■ Records supplied
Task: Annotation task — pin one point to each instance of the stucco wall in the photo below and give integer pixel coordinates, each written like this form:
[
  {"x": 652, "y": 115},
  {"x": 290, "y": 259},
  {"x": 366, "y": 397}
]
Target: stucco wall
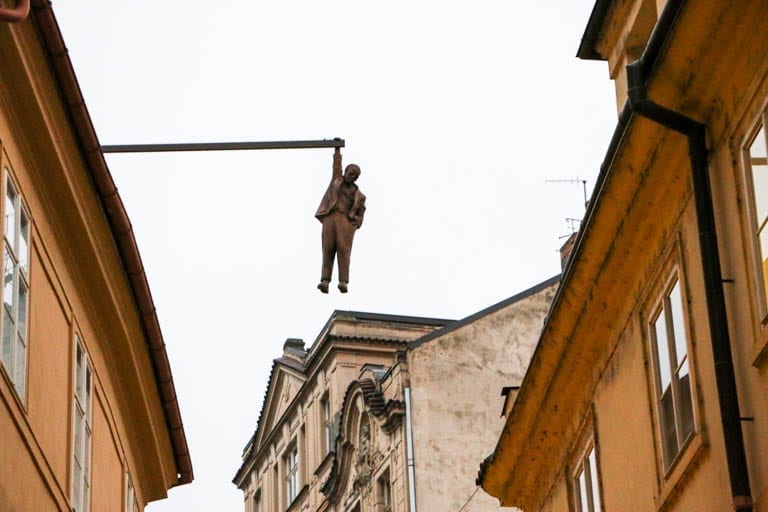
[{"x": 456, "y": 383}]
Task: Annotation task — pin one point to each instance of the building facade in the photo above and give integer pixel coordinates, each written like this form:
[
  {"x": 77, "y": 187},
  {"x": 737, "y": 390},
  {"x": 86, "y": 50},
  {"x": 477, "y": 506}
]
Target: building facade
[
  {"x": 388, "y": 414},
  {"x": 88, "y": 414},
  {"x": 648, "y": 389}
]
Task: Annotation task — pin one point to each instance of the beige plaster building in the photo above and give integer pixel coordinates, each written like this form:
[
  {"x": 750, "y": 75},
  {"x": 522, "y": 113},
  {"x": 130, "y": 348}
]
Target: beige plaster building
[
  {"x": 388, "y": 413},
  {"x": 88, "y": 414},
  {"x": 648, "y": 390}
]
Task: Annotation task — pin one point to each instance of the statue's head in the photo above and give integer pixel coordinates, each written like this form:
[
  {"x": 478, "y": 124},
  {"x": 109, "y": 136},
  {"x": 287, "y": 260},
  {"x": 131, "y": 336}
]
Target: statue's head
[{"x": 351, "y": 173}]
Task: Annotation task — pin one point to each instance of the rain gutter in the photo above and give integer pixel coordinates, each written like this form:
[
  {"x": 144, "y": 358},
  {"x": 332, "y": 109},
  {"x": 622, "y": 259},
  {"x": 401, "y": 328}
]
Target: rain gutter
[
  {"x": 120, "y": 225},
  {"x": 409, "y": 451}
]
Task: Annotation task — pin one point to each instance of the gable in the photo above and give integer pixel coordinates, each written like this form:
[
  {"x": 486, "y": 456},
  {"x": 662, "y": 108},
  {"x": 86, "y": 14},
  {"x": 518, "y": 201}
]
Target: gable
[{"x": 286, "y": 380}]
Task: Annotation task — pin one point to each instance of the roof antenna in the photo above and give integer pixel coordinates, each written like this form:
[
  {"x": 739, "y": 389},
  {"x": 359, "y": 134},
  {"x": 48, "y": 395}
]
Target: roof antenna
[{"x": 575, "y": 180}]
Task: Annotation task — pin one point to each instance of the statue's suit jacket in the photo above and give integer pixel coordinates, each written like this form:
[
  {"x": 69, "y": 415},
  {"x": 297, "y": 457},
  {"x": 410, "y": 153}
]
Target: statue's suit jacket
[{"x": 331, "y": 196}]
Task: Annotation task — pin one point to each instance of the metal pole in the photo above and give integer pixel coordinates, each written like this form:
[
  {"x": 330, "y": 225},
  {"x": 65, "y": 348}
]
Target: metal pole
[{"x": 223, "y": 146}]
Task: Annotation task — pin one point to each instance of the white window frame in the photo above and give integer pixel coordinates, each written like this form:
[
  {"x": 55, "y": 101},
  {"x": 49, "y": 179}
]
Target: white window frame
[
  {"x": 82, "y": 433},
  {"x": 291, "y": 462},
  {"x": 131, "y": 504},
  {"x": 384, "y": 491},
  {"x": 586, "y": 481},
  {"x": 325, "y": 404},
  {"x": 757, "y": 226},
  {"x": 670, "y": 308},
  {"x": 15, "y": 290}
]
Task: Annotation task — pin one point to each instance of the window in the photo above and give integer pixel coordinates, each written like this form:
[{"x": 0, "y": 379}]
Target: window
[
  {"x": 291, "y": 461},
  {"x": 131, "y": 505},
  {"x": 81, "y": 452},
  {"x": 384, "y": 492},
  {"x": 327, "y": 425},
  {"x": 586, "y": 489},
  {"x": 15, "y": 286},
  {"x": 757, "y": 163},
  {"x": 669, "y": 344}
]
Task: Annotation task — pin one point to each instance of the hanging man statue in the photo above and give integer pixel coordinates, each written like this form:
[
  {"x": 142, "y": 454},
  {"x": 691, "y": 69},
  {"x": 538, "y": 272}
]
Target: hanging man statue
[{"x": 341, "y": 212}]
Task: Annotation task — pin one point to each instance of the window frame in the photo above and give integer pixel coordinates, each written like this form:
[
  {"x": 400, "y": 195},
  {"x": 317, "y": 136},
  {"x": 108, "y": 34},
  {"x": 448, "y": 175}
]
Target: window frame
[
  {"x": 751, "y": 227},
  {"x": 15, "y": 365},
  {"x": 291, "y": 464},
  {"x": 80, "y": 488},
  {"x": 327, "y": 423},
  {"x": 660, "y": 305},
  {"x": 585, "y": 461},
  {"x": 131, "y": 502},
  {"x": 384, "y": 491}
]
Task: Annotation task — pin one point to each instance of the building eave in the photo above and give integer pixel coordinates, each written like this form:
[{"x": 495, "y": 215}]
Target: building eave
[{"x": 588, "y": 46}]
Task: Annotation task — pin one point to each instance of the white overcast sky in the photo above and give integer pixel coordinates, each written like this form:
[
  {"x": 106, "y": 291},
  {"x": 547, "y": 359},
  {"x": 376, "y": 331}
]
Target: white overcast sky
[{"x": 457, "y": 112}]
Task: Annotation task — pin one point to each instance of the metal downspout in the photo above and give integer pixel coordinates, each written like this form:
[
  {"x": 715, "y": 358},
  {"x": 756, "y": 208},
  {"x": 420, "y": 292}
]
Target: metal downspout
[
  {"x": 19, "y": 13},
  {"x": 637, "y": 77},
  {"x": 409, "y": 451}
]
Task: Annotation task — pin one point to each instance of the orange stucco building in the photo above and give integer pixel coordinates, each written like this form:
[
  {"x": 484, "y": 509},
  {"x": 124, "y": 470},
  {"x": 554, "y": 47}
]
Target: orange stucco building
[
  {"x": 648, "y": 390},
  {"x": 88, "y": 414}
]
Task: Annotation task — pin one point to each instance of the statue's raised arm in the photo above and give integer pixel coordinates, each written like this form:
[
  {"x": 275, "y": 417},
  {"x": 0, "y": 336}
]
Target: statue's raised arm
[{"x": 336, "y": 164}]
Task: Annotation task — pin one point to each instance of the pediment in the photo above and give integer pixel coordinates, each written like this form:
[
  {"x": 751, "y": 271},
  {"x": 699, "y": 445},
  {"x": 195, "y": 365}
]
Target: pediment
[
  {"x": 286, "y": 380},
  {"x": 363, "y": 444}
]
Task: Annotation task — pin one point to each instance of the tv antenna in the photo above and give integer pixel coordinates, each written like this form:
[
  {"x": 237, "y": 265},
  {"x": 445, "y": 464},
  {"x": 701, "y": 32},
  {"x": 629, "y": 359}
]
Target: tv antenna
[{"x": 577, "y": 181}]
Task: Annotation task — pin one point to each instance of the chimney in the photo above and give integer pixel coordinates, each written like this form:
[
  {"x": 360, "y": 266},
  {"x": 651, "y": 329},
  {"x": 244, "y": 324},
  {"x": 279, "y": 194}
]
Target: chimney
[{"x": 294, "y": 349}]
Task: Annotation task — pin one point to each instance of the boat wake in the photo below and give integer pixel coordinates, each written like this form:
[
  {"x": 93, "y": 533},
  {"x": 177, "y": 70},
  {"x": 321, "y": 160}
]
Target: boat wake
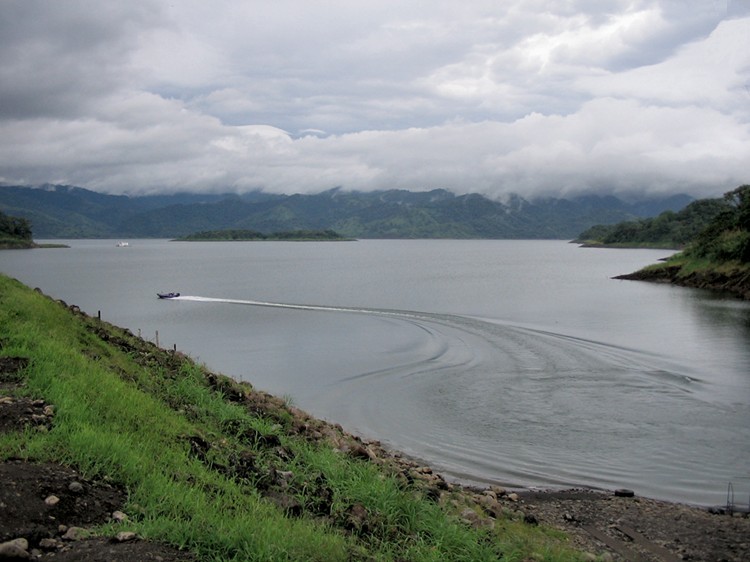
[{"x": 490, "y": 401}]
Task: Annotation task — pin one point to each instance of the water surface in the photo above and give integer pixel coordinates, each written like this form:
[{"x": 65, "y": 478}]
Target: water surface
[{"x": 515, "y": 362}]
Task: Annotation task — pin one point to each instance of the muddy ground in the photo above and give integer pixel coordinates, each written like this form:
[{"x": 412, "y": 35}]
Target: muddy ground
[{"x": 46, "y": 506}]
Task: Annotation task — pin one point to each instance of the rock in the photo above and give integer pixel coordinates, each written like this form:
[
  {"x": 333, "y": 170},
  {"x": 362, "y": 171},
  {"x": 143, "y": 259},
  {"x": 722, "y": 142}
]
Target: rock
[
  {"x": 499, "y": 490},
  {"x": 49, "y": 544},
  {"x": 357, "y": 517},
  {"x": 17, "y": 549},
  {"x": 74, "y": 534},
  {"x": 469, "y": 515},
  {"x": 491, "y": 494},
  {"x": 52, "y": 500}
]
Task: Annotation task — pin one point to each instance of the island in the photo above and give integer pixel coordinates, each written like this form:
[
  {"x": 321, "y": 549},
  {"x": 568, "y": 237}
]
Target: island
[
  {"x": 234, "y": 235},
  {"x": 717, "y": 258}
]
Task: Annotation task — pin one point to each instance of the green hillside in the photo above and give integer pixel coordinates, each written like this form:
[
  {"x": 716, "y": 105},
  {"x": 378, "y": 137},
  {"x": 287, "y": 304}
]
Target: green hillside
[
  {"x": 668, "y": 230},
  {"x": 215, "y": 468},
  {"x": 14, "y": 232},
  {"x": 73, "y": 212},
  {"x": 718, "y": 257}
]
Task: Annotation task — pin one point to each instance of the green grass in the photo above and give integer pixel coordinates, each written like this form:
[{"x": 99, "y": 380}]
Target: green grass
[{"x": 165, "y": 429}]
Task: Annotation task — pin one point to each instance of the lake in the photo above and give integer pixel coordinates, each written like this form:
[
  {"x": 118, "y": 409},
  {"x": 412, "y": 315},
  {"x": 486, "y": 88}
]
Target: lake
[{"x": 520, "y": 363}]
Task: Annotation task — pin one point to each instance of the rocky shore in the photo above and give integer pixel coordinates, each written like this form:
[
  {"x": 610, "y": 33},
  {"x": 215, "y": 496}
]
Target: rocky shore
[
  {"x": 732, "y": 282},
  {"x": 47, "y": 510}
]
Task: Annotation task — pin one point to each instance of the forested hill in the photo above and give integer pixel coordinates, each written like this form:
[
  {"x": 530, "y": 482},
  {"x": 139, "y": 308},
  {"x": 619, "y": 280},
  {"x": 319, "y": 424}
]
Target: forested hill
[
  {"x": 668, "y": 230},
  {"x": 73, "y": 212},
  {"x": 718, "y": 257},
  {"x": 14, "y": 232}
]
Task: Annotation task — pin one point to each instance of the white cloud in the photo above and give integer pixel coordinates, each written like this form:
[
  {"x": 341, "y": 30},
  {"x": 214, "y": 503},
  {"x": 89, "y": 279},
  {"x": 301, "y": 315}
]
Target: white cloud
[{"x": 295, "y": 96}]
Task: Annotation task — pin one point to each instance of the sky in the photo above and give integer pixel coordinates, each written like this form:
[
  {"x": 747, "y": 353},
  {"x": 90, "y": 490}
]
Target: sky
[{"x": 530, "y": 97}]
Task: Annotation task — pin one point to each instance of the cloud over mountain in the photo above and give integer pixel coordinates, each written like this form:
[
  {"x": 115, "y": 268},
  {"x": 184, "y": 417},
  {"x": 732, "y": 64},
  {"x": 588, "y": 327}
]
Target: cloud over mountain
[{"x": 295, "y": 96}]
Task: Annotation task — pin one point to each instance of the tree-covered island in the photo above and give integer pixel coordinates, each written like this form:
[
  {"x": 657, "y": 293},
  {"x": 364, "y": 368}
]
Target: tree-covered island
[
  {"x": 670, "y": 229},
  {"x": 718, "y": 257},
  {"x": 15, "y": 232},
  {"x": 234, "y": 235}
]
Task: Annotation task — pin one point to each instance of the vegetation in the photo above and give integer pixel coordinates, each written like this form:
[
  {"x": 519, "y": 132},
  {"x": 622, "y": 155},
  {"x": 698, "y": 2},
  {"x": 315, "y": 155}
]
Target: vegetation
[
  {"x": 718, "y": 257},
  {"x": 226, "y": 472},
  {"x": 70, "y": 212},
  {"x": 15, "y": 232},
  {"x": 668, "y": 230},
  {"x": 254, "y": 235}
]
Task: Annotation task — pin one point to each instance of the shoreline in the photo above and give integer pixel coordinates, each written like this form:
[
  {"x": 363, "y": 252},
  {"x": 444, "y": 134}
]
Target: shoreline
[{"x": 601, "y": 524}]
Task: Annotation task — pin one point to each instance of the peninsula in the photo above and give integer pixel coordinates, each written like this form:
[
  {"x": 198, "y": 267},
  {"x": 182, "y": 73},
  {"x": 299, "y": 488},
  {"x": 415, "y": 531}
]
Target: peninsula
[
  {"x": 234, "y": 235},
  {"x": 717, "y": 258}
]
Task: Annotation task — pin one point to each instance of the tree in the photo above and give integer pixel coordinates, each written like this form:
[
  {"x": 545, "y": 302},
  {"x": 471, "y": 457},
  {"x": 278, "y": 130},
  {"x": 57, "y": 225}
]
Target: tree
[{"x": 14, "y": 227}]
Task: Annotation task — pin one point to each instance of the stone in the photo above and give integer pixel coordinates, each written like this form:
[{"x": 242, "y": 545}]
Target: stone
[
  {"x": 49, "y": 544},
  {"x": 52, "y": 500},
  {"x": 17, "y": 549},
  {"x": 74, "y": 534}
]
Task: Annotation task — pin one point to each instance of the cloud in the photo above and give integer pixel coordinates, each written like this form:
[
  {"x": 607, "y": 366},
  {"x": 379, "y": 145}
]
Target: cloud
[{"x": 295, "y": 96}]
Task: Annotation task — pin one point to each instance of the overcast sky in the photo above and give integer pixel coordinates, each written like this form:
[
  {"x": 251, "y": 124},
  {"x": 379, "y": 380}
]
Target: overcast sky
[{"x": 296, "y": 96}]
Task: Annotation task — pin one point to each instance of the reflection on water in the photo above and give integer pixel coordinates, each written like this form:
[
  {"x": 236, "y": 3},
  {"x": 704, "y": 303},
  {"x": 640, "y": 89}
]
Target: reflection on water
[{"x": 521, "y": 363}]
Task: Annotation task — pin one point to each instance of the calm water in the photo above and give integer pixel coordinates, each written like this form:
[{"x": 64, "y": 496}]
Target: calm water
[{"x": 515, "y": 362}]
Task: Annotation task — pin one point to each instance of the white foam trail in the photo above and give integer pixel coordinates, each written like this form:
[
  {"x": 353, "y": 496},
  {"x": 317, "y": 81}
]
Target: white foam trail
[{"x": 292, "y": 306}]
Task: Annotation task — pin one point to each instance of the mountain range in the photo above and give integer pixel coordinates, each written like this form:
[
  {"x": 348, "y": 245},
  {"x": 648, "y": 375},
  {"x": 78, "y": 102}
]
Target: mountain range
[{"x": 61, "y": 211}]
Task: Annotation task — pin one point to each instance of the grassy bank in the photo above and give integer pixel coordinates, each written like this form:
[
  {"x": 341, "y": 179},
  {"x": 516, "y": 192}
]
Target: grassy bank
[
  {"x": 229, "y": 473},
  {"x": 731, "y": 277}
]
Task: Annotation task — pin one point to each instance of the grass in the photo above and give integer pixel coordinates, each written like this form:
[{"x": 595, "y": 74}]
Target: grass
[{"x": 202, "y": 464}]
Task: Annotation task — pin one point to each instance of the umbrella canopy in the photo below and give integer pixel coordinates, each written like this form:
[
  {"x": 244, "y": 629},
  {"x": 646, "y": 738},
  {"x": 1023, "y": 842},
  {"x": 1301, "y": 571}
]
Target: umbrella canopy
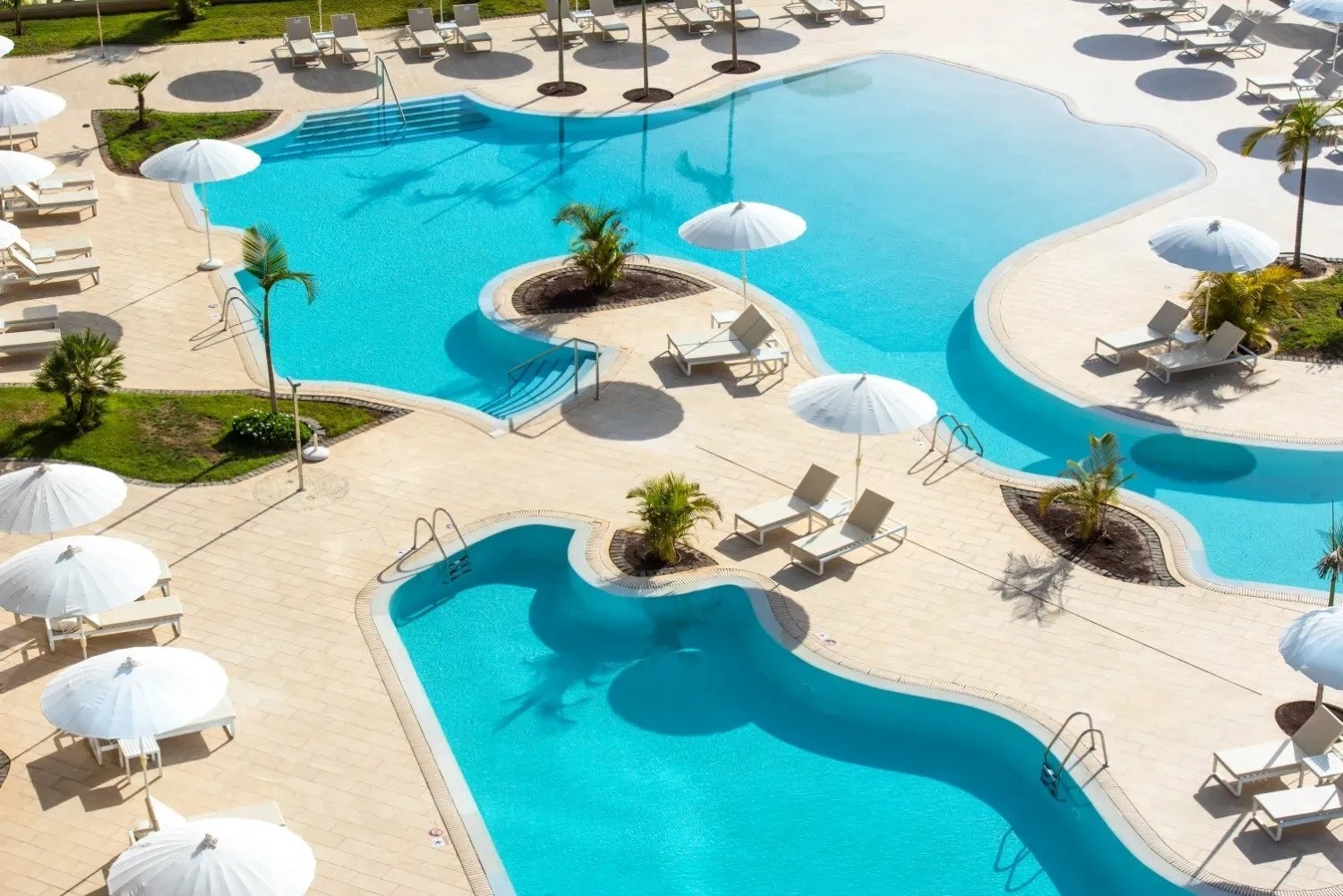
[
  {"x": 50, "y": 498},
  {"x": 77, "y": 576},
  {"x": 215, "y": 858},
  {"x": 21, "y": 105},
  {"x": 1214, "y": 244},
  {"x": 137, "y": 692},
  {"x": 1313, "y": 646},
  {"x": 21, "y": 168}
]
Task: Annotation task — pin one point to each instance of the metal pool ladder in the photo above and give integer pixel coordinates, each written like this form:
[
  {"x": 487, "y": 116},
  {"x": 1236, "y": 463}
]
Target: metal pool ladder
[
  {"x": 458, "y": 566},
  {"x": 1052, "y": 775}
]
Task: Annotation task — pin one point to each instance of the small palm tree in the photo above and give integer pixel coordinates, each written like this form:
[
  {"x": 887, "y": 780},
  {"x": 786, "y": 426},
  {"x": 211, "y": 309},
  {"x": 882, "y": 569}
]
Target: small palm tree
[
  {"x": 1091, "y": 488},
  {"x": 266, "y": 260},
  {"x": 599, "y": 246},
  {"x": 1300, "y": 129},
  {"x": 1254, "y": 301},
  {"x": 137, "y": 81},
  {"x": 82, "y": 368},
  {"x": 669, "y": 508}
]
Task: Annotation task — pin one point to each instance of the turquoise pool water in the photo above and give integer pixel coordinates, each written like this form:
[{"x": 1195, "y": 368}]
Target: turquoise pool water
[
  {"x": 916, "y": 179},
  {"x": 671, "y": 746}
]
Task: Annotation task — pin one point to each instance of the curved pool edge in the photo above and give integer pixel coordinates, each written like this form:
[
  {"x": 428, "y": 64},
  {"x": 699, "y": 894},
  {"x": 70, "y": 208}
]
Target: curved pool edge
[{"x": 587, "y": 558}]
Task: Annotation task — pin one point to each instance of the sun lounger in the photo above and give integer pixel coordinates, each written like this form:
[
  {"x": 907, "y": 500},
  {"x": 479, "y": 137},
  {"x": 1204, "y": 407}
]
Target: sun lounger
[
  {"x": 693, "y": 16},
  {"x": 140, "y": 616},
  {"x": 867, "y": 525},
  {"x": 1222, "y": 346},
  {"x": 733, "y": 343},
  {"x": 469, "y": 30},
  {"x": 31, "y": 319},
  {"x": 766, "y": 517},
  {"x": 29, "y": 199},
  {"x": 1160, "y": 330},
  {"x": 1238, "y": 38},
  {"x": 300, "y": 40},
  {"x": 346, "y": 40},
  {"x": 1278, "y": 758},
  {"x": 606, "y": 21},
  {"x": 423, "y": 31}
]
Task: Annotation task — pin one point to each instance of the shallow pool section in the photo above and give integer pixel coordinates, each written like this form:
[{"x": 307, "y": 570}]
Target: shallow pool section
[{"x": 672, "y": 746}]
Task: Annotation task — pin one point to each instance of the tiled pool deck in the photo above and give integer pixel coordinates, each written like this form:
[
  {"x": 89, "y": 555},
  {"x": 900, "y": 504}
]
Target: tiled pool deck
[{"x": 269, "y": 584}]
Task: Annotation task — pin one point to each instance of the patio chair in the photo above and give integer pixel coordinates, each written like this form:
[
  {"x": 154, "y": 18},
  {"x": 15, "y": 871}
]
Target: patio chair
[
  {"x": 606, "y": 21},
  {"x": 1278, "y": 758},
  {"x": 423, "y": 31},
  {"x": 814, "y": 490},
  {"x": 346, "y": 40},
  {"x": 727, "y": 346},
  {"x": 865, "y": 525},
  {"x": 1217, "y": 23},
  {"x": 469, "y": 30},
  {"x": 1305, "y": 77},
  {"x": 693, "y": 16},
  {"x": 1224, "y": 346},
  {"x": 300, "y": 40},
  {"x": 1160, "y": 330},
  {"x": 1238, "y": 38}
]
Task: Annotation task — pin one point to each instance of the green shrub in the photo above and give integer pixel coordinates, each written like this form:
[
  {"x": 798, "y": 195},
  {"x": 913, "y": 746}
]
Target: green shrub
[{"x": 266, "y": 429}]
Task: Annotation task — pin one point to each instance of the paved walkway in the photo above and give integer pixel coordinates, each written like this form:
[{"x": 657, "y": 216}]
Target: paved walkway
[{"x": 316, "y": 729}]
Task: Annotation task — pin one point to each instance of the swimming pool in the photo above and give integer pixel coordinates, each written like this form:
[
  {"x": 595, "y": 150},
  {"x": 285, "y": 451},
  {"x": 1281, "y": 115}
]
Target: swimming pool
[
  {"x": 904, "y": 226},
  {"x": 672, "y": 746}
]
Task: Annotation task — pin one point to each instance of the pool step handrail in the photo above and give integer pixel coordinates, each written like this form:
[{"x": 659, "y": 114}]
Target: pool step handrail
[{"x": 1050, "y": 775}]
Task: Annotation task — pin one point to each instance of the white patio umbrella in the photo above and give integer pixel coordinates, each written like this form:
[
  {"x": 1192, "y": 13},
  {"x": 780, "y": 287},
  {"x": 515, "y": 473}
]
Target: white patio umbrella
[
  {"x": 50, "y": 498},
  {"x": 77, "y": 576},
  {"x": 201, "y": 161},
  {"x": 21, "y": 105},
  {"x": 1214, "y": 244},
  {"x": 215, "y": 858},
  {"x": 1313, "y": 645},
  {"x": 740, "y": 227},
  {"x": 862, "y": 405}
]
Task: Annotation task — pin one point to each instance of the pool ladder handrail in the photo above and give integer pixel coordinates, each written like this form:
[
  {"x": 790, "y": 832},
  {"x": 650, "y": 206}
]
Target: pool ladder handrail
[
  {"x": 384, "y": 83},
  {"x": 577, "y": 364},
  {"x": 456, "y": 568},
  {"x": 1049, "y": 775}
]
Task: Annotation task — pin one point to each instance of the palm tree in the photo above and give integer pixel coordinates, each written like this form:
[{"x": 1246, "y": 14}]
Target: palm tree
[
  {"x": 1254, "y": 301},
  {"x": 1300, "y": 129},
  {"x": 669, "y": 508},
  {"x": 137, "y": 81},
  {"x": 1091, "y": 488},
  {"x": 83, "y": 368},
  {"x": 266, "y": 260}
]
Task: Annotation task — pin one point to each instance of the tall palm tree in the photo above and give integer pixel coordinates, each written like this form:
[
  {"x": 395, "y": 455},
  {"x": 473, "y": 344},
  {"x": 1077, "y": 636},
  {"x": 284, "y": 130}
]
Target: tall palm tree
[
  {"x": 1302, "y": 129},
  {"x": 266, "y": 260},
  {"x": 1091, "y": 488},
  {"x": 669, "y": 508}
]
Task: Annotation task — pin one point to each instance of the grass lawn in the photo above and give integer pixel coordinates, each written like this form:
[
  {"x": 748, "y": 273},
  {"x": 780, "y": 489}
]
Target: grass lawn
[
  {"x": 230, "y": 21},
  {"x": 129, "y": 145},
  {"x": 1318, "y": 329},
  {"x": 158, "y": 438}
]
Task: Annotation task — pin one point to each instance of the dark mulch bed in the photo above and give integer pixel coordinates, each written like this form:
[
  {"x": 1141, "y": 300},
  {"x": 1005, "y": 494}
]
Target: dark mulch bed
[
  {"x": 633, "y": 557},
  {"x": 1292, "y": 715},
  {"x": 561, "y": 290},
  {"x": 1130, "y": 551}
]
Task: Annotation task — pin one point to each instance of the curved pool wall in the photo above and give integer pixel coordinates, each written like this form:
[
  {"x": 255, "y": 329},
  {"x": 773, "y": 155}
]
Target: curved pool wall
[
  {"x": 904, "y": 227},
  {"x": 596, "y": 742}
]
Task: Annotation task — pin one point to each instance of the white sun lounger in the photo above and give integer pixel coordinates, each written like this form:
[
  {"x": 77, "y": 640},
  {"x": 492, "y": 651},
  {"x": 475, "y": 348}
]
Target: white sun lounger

■ What the task asks
Please extract everything from the start of the data above down to the line containing "Target: stucco wall", including both ends, and reproduce those lines exactly.

■ Problem solution
Task: Annotation task — pin one point to each instance of the stucco wall in the photo below and give integer pixel coordinates, each written like this form:
[
  {"x": 652, "y": 115},
  {"x": 290, "y": 259},
  {"x": 366, "y": 397}
]
Target: stucco wall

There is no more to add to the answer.